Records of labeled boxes
⁂
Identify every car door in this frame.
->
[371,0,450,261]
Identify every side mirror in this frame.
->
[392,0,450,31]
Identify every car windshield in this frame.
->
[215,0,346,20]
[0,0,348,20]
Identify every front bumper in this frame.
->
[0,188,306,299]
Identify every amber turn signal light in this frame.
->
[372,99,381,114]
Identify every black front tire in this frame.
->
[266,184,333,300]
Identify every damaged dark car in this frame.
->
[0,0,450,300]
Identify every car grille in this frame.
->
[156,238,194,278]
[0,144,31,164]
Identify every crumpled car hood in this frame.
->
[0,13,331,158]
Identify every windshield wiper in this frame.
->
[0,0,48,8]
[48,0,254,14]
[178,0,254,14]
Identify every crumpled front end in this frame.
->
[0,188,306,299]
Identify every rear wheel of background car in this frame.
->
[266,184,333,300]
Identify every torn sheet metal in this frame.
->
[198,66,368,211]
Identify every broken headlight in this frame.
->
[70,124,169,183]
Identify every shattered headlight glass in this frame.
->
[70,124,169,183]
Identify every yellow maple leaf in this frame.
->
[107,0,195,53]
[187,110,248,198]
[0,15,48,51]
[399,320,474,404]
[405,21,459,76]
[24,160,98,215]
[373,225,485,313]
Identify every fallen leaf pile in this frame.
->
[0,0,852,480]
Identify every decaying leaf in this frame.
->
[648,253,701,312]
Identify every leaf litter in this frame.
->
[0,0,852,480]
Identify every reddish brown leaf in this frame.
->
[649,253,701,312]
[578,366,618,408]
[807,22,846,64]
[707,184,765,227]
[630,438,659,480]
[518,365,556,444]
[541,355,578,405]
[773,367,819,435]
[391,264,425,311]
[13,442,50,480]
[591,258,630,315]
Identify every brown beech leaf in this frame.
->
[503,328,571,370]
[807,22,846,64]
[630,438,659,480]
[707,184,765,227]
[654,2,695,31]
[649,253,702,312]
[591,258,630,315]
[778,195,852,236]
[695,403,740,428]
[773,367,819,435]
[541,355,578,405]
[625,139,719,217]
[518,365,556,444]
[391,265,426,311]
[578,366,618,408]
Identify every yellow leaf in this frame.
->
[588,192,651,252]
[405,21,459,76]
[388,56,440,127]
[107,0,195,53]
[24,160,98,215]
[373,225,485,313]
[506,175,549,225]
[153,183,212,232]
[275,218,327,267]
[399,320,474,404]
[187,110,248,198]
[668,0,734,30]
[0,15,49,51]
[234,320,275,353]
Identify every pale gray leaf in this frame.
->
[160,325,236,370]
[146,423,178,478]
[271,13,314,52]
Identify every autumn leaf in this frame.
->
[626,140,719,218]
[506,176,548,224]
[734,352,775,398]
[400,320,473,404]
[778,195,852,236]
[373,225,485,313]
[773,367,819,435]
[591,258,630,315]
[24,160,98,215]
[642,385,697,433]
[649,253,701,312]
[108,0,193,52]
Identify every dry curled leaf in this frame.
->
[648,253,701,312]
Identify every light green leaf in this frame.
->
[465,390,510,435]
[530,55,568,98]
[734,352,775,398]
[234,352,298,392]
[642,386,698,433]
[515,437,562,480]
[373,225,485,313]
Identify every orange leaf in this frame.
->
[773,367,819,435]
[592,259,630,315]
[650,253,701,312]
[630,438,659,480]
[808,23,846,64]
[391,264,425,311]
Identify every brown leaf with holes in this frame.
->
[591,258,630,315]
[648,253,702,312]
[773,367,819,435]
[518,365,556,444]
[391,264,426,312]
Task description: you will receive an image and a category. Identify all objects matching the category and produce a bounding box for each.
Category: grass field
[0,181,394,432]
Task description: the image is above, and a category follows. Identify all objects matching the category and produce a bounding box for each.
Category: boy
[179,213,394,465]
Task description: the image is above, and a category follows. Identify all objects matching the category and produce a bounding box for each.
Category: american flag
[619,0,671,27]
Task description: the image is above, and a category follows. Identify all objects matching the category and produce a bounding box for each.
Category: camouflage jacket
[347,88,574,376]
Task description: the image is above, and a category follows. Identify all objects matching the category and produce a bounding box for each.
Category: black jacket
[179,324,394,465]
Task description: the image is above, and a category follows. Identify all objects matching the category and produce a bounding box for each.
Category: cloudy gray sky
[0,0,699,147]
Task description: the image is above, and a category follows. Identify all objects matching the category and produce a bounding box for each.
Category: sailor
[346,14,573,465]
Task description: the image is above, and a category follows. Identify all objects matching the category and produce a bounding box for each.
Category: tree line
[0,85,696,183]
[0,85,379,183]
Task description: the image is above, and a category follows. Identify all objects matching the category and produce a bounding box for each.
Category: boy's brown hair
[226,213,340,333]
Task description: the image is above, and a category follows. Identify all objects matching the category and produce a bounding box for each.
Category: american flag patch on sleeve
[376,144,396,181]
⁂
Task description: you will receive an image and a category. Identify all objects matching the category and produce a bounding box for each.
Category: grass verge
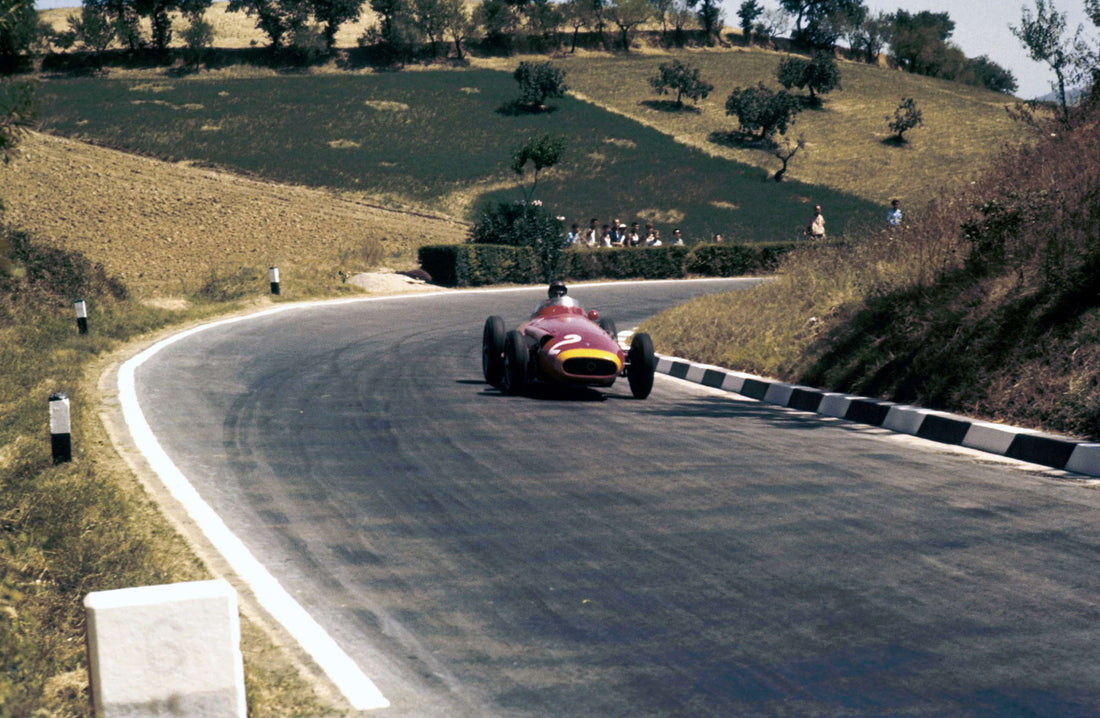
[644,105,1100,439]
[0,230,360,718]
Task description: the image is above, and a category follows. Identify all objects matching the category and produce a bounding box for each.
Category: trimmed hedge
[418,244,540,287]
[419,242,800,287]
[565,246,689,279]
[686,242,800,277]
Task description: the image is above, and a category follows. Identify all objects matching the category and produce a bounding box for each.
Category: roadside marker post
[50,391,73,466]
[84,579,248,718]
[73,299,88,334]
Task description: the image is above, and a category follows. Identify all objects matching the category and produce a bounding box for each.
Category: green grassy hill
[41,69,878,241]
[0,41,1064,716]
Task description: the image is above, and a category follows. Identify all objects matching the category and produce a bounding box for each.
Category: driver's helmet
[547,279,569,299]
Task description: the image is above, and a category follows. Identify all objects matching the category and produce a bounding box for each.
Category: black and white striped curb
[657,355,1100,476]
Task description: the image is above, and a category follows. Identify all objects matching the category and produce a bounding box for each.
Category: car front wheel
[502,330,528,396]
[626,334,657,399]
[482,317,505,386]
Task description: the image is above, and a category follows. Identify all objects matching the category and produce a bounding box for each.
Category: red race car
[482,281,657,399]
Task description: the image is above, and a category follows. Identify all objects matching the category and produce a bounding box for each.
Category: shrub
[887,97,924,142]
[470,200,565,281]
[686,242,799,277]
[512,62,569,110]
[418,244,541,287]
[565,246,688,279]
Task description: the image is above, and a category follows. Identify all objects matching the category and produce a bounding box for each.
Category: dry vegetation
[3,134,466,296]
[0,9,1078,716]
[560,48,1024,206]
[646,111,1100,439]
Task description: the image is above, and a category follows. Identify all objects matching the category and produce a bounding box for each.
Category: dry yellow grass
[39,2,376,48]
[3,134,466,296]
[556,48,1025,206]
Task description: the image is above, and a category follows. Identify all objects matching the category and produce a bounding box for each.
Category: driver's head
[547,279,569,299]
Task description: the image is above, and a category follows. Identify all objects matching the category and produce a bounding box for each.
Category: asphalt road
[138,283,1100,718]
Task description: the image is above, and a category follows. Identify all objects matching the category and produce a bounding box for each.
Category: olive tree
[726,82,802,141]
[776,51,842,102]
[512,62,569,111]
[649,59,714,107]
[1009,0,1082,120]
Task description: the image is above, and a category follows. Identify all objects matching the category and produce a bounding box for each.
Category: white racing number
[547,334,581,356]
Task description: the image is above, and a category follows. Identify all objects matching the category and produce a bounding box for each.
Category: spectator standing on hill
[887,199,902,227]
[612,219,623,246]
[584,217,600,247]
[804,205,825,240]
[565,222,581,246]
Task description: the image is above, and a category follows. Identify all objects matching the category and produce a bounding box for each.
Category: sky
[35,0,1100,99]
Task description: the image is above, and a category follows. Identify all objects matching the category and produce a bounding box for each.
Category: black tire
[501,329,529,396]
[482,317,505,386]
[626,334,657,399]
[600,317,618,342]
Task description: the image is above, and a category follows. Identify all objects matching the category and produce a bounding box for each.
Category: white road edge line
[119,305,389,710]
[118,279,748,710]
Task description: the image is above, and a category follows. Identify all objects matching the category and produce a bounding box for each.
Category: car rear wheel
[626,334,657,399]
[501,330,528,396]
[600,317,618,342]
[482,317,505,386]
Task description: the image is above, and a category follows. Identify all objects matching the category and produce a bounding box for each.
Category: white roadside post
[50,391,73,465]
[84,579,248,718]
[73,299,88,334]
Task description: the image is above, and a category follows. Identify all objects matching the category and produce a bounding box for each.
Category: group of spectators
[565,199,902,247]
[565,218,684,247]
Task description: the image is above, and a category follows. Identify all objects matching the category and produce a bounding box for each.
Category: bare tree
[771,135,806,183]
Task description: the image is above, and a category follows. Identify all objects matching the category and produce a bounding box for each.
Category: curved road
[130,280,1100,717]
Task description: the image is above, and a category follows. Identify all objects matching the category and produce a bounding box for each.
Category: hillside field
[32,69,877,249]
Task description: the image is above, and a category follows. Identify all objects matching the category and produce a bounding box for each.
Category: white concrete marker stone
⁂
**AIM OF THE EXERCISE**
Could you output the listing between the lines holding "Identify every shattered" and "[271,13,314,52]", inclusive, as a two-column CSV with the headers request and boxes? Give one row per request, with its text and its answer each in a single quoted field and line breaks turned into spaces.

**ANSWER BELOW**
request,boxes
"Identify every shattered headlight glass in this frame. ->","[70,124,169,183]"
"Identify every yellow maple leaf in this frame. ->","[107,0,195,53] [187,110,248,198] [0,15,48,51] [399,320,474,404] [405,21,459,76] [24,160,98,215] [373,225,485,313]"
"Identify every fallen leaf pile in this frame. ->","[0,0,852,480]"
"Identify every decaying leaf in this frame. ->","[648,253,701,312]"
"Identify every leaf litter in this frame. ->","[0,0,852,480]"
"Identify every reddish brown leaf in this frame. ->","[649,253,701,312] [578,366,618,408] [807,22,846,64] [707,184,765,227] [630,438,659,480] [518,365,556,444] [541,355,578,405] [773,367,819,435] [391,264,425,311] [13,442,50,480] [591,258,630,315]"
"Identify every brown beech leaf in this frame. ->","[503,328,571,370] [807,22,846,64] [630,438,659,480] [707,184,765,227] [654,2,695,31] [649,253,702,312] [591,258,630,315] [778,195,852,236] [695,403,740,428] [773,367,819,435] [541,355,578,405] [625,139,719,217] [518,365,556,444] [391,265,426,311] [578,366,618,408]"
"Identify every yellow leaf in this frame. ->","[588,192,651,252] [405,21,459,76] [388,56,440,127] [107,0,195,53] [24,160,98,215] [373,225,485,313] [506,175,549,225] [153,183,212,232] [275,218,327,267] [399,320,474,404] [187,110,248,198] [668,0,734,30] [0,15,49,51] [234,320,275,353]"
"Identify every pale gray leaf in this frame. ->","[160,325,236,370] [146,423,178,478] [271,13,314,52]"